*** Opening of Text segment ***

Practising chi kung is an excellent way to overcome your health problems and enhance your meditation. Indeed, chi kung itself is meditation. When you practise chi kung, you work on both your energy and mind. Of course you have to practise real chi kung, and not some gentle physical exercise that claims to be chi kung.

Question 8

Are the lessons difficult to learn? I may have difficulties learning as I am slow to catch up, and I cannot concentrate well since I get distracted with my body discomfort.

Answer

The lessons are easy to learn — if you learn the exercises from a master who teach them as chi kung. In fact they are so simple that on-lookers may wonder whether they work.

On the other hand, many of my students have expressed amazement that these apparently simple chi kung exercises can produce such profound results. Students who had suffered from so-called incurable diseases recovered after a few months. Students who came with clutches walked away after the course without clutches. Students who had practised other forms of chi kung for years but had no experience of chi, found chi surging and flowing inside them in the very first lesson.

A big problem, which is not obvious to many people, is that because the exercises look simple, and are actually simple if learnt from a master, some people learn from books or videos, or from mediocre instructors. The exercises are still simple, but they have lost their essence and are performed not as chi kung but as physical exercises. The amazing results, of course, will then be missing.

*** Close of Text segment ***
*** Opening of Given data ***

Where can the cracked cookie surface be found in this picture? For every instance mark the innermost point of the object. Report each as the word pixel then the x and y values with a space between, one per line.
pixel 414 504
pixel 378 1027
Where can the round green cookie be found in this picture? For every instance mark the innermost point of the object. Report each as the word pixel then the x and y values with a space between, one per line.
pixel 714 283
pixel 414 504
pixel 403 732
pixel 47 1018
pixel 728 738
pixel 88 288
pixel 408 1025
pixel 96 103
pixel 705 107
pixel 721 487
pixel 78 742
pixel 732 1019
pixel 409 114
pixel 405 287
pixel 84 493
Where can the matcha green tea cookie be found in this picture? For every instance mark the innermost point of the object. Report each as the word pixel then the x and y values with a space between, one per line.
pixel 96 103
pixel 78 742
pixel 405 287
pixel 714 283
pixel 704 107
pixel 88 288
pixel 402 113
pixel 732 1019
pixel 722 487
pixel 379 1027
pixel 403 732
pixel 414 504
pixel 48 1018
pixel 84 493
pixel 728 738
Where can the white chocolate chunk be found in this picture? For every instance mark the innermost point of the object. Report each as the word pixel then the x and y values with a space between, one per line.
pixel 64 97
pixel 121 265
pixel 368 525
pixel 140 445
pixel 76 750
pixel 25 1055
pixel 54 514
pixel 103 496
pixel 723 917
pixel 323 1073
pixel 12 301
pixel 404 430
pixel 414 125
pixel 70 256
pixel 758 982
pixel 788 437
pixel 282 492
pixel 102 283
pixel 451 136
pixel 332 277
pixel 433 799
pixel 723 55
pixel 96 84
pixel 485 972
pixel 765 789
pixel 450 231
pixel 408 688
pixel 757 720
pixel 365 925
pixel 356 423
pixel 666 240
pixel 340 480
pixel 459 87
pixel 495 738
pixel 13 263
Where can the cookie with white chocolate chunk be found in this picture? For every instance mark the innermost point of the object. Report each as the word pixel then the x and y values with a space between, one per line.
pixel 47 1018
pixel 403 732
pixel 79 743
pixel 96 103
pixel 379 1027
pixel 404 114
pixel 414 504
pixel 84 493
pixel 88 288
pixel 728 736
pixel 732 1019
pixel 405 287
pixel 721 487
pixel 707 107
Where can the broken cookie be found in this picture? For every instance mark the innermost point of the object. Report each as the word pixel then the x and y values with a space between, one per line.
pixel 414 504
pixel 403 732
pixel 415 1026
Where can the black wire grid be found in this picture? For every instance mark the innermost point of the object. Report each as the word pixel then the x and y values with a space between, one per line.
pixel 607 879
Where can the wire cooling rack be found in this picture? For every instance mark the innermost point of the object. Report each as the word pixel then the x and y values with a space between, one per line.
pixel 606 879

*** Close of Given data ***

Your assignment: In the chi kung text, what happened to students who had practised other forms of chi kung for years without experiencing chi?

Problem solution: They found chi surging and flowing inside them in the very first lesson.